**Exercise text:**
|---|

LONDON, UK — PRETTYBIRD Director Joseph Wilson has directed acclaimed singer, songwriter, composer, and producer Patrick Wolf in the music video for “Nowhere Game,” from his forthcoming “The Night Safari” EP. As defiant and thrilling as “Enter the Day” was romantic and wistful, “Nowhere Game” provides yet another scintillating clue to the enigma that is the much anticipated Night Safari EP, due for release next spring on Wolf’s own label, Apport.

The latest track arrives with a beautifully cinematic, eerily surreal, night shot video from the award-winning director Joseph Wilson (PRETTYBIRD), whose work exploring LGBTQ+ narratives has been critically lauded and celebrated in equal measure. “Nowhere Game” is actually the second part of a short film which will arrive in the coming weeks.


Wilson directed out of production company PRETTYBIRD UK, with Executive Producer Juliette Larthe, Producer Chris Murdoch and DOP Anibal Castano, with costume design by Patrick Wolf and Marco Tullio Siviglia. Wolf and Wilson collaborated closely on the creative conception, which was inspired by Greek mythology and the Myth of Sisyphus.

|---|

**Dataset:**
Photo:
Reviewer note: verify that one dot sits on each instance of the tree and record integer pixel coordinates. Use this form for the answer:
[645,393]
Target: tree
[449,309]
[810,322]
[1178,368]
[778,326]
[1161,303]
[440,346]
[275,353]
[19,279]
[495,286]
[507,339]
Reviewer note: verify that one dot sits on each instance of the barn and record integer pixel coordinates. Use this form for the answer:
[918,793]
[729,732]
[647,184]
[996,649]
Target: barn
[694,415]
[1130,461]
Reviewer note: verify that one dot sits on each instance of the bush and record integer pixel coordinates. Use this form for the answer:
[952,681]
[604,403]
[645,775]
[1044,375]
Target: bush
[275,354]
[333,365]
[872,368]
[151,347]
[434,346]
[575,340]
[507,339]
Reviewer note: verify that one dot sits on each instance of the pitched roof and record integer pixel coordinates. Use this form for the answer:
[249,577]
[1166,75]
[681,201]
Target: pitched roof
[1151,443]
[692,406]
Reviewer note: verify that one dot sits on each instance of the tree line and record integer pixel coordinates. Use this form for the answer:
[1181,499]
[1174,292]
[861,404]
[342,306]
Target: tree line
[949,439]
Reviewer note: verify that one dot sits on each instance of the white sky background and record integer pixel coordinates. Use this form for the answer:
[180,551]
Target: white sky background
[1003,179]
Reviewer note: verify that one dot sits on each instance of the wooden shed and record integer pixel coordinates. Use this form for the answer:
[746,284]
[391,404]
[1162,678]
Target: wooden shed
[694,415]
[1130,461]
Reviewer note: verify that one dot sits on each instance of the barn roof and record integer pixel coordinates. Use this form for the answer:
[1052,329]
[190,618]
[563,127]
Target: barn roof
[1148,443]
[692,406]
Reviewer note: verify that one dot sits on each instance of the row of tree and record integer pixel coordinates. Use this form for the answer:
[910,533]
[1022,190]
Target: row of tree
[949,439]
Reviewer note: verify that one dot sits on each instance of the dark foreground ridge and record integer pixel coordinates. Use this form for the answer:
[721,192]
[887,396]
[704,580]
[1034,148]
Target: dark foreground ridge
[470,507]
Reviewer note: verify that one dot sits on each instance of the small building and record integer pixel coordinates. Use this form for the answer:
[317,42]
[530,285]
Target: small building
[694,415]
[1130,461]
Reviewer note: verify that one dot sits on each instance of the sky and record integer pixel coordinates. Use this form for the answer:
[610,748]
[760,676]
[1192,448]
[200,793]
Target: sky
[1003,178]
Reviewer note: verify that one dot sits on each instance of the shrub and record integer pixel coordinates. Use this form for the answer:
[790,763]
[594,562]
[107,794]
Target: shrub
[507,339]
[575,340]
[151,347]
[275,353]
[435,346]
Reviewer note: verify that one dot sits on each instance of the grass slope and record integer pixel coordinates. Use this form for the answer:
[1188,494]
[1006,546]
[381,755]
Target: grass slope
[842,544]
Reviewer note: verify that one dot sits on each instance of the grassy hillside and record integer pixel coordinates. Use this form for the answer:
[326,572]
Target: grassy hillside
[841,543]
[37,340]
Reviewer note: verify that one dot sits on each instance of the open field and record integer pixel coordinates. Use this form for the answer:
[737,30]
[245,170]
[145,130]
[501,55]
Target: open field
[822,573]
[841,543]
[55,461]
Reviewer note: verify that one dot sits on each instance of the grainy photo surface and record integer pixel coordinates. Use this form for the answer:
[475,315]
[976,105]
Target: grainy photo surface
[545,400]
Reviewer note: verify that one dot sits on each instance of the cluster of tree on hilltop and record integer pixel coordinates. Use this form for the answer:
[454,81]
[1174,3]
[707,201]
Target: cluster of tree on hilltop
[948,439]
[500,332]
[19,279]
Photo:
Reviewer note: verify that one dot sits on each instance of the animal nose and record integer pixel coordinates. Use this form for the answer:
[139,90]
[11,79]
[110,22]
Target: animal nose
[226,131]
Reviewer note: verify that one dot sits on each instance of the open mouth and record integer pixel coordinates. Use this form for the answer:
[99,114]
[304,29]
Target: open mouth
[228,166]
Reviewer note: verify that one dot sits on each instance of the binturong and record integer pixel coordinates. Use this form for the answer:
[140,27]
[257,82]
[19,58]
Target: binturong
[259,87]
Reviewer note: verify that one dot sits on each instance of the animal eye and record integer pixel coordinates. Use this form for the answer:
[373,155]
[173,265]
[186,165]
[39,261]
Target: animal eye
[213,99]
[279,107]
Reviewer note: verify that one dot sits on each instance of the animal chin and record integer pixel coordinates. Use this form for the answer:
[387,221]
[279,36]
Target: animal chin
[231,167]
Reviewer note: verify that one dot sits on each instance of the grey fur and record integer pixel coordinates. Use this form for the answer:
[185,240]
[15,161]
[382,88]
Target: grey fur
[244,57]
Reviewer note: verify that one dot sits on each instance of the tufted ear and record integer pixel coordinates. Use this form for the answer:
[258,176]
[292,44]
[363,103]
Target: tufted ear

|---|

**Instructions for the task:** Copy the music video announcement between "LONDON, UK —" and "the coming weeks.", inclusive, and replace "spring" with "autumn". The listing above comes from a different source than the music video announcement.

**Written solution:**
LONDON, UK — PRETTYBIRD Director Joseph Wilson has directed acclaimed singer, songwriter, composer, and producer Patrick Wolf in the music video for “Nowhere Game,” from his forthcoming “The Night Safari” EP. As defiant and thrilling as “Enter the Day” was romantic and wistful, “Nowhere Game” provides yet another scintillating clue to the enigma that is the much anticipated Night Safari EP, due for release next autumn on Wolf’s own label, Apport.

The latest track arrives with a beautifully cinematic, eerily surreal, night shot video from the award-winning director Joseph Wilson (PRETTYBIRD), whose work exploring LGBTQ+ narratives has been critically lauded and celebrated in equal measure. “Nowhere Game” is actually the second part of a short film which will arrive in the coming weeks.